Reproduce each of the records below word for word, keeping them in the same order and on separate lines.

▼

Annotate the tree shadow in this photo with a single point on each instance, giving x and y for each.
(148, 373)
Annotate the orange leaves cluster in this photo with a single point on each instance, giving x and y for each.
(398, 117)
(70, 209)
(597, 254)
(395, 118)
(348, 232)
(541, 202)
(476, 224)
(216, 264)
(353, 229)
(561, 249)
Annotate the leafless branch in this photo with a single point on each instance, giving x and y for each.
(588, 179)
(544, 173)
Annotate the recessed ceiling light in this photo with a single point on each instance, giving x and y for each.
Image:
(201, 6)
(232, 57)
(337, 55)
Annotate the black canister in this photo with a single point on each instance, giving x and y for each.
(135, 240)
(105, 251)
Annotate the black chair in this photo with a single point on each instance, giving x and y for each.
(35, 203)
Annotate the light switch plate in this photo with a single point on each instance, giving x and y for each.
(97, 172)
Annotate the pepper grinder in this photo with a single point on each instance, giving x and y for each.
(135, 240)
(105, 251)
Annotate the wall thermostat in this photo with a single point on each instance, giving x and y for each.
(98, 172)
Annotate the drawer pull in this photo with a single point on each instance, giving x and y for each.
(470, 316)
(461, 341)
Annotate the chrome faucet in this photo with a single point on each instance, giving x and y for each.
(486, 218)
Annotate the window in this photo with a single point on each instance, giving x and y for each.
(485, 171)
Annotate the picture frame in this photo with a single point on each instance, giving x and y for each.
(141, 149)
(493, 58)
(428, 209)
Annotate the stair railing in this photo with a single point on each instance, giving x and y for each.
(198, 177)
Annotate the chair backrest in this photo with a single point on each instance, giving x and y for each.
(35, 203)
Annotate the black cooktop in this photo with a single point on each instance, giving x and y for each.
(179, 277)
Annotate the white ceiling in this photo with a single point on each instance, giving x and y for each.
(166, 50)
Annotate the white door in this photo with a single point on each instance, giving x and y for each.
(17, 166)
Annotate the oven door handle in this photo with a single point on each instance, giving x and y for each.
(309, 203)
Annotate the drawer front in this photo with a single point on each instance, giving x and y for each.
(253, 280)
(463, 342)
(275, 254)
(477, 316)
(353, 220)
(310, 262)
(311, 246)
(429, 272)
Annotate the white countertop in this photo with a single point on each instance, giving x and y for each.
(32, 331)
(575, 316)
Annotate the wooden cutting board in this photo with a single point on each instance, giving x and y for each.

▲

Task solution:
Annotate the tree shadow in this photo with a single point on each instance, giving x and y for each.
(148, 373)
Annotate the orange leaves cluster in this photo with a single point on each instance, giving x and y for each.
(398, 117)
(70, 209)
(597, 254)
(395, 118)
(348, 232)
(541, 202)
(476, 224)
(216, 264)
(353, 229)
(561, 249)
Annotate the leafless branch in this photo with a single point on each instance, giving x and y for each.
(588, 179)
(544, 173)
Annotate the recessed ceiling light in this photo with a single point on each instance, giving x and y for each.
Image:
(201, 6)
(232, 57)
(337, 55)
Annotate the black canister in this photo with a single point on each instance, giving x and y for each.
(135, 240)
(105, 251)
Annotate the black chair in this photo with a single point on each instance, giving x and y for each.
(35, 203)
Annotate the light switch plate in this photo with a single point on each instance, giving x and y for each.
(97, 172)
Annotate the pepper grinder in this photo with a single point on each instance, giving x and y for each.
(135, 240)
(105, 251)
Annotate the wall thermostat in this photo with a single point on each instance, giving x and y for each.
(98, 172)
Annotate the drawer pull in this photo with a single point on each instance, giving x and y for each.
(470, 316)
(461, 341)
Annotate the chrome faucet in this photo with a single point on each instance, giving x and y for each.
(486, 218)
Annotate the window in this photo with a single point on each instance, giving x and y for each.
(485, 171)
Annotate the picture frame in this photo with a single point on each instance, giving x and y for each.
(141, 149)
(493, 58)
(428, 209)
Annotate the stair railing in this photo with a single point on each instance, giving x and y for each.
(198, 177)
Annotate the chair backrest in this photo with a single point on each instance, giving x and y for each.
(35, 203)
Annotate the black cooktop in this photo with a single point on each instance, giving x and y for each.
(179, 277)
Annotate the white ceiling in this photo with a single point on each instance, giving x and y for each.
(166, 50)
Annotate the white door in this photo with a single point on each instance, giving x and y for each.
(17, 166)
Annotate the oven door handle in this photo with a single point on each instance, giving x and y for each.
(309, 203)
Annotate the drawer front in this photo with a single point on each instance, giving x and y for each.
(253, 280)
(463, 342)
(275, 254)
(477, 316)
(353, 220)
(310, 262)
(311, 246)
(429, 272)
Annotate the white countertop in this photo with a single point on each instance, giving x and y for each.
(32, 331)
(575, 316)
Annotate the wooden cutting board in this photo with a single point on each instance, giving x and y for each.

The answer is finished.